[Excerpts of pointing data]
- - - -

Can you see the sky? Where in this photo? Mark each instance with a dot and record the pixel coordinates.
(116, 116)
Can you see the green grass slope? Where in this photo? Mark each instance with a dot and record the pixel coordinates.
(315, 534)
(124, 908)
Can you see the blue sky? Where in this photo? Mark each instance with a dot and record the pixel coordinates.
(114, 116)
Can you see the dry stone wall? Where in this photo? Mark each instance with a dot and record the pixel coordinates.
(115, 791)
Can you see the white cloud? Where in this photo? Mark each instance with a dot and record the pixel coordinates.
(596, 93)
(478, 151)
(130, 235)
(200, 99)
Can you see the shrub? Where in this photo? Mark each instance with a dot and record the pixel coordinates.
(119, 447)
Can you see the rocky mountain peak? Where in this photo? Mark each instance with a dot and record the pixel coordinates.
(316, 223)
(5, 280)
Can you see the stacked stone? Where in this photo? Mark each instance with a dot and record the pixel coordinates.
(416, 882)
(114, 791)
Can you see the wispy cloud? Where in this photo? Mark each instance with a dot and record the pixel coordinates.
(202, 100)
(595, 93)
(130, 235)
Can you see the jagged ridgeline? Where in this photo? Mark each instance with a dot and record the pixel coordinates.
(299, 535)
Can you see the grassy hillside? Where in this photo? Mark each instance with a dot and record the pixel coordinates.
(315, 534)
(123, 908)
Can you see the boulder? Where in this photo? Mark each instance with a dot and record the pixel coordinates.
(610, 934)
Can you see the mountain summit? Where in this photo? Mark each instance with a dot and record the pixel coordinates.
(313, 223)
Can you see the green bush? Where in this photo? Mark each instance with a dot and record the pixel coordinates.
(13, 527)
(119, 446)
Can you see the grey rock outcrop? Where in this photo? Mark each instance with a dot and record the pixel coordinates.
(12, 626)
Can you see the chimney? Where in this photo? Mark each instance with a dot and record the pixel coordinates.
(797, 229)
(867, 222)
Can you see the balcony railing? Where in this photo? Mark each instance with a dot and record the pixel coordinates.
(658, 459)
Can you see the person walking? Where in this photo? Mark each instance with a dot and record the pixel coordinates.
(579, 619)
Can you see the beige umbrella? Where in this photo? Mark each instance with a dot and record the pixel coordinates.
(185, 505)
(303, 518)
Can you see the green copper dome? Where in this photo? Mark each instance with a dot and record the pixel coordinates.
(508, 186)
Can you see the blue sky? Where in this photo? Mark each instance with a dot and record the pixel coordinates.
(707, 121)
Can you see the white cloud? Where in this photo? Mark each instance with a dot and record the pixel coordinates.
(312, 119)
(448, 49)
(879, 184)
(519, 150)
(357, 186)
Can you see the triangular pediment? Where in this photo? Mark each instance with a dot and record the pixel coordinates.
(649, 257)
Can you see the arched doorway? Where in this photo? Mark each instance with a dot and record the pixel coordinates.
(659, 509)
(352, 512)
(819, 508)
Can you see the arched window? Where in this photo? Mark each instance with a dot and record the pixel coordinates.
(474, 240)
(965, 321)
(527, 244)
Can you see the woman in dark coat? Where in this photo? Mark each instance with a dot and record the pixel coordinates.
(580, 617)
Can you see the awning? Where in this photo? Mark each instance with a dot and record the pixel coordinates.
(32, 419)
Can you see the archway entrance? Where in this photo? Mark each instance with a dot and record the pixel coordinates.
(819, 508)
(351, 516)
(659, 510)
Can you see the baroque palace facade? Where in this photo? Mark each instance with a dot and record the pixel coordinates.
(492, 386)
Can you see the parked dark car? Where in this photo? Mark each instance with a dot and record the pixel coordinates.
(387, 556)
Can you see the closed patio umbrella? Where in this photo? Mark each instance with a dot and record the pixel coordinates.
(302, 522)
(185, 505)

- - - -

Stated goal: Return all of the rows above verbatim, with no line altered, added, or left out.

Exercise solution:
Can you see the sky? Where in this photo? Mark each instance with a dot and record the pixel coordinates.
(116, 116)
Can you see the green grass slope? Where in this photo? Mark each instance with a dot and record the pixel coordinates.
(315, 534)
(124, 908)
Can you see the blue sky? Where in this photo? Mark each instance with a dot and record the pixel coordinates.
(114, 116)
Can you see the dry stone wall? Where in this photo? Mark each instance with a dot and record the pixel coordinates.
(115, 791)
Can you see the white cloud? Where in this photo? Mark each instance with a dot and record the pixel coordinates.
(596, 93)
(478, 151)
(130, 235)
(200, 99)
Can you see the shrub? Where in this photo? Mark each instance with a dot and record the pixel coordinates.
(119, 447)
Can you see the rocky mountain peak? Where in this photo? Mark each instance with a dot and record the pixel coordinates.
(316, 223)
(5, 280)
Can you see the stacked stone? Where in this photo? Mark each instance with a dot and record the pixel coordinates.
(416, 882)
(114, 791)
Can you see the wispy cloud? Where in this photo? Mark each instance with a dot and record the pixel coordinates.
(202, 100)
(595, 93)
(130, 235)
Can you see the jagged ridgeline? Where in this photo? Mark each instance with a dot and record the pixel coordinates.
(299, 535)
Can you see the grassy hillside? Where in this photo? Mark each instance with a dot and record the pixel coordinates.
(315, 534)
(123, 908)
Can you see the boulder? Where in this photo? Mark each instance with a dot and record the pixel coordinates.
(610, 934)
Can you see the mountain summit? Where in this photo? Mark each instance with a dot and record the pixel coordinates.
(313, 223)
Can you see the green bush? Where in this photo? Mark each instance with a dot and record the pixel coordinates.
(13, 527)
(119, 446)
Can you see the grey rock outcrop? Where in this photo? Mark each instance with a dot and record the pixel coordinates.
(12, 626)
Can you see the chimney? Where in this photo? Mark each instance with a dot and record the pixel coordinates.
(797, 229)
(867, 222)
Can you see the balcony railing? Where in this photo? Mark each instance with a dot and record the pixel coordinates.
(658, 459)
Can you see the person walking? Where in this photo? Mark each instance with a dot and record the pixel coordinates.
(579, 619)
Can you see the beige umbrella? Where in this photo? Mark each instance with a dot and record the pixel coordinates.
(185, 505)
(303, 518)
Can you see the green copper dome? Where in this photo? Mark each instance with a dot and record the pixel coordinates.
(508, 186)
Can you see the blue sky? Where in this photo? Mark each instance with a dot and record the pixel coordinates.
(707, 121)
Can you see the white cloud? Where in this photo? Mark each instance with a dot and record the pixel coordinates.
(312, 119)
(448, 49)
(879, 184)
(519, 150)
(357, 186)
Can you see the triangular pediment? Where in this photo? Mark each instance with a dot and record the pixel coordinates.
(649, 257)
Can you see the arched doorway? Where in this photo? Mark each instance with a dot and record the pixel coordinates.
(659, 509)
(352, 512)
(819, 508)
Can you see the arched window? Where in this photo? Mark each instance with a dot and record the pixel coordinates.
(474, 240)
(965, 321)
(527, 244)
Can you see the woman in dark coat? Where in this photo? Mark each instance with a dot and record the pixel coordinates.
(580, 617)
Can you see the awning? Where in this photo? Mark each instance with a dot and record the pixel coordinates.
(32, 419)
Can you see the archway entrance? Where in this photo? Mark each instance with a dot and record the pixel coordinates.
(819, 508)
(351, 516)
(659, 510)
Can you see the baroque palace facade? Where in this photo? Mark each instance with a dot and record the pixel coordinates.
(492, 386)
Can you see the parked dark car? Where in this photo? Mark each instance with a dot and record the pixel coordinates.
(387, 556)
Can you see the closed patio umbrella? Where in this photo? Mark each instance with a dot and record the pixel coordinates.
(302, 522)
(185, 505)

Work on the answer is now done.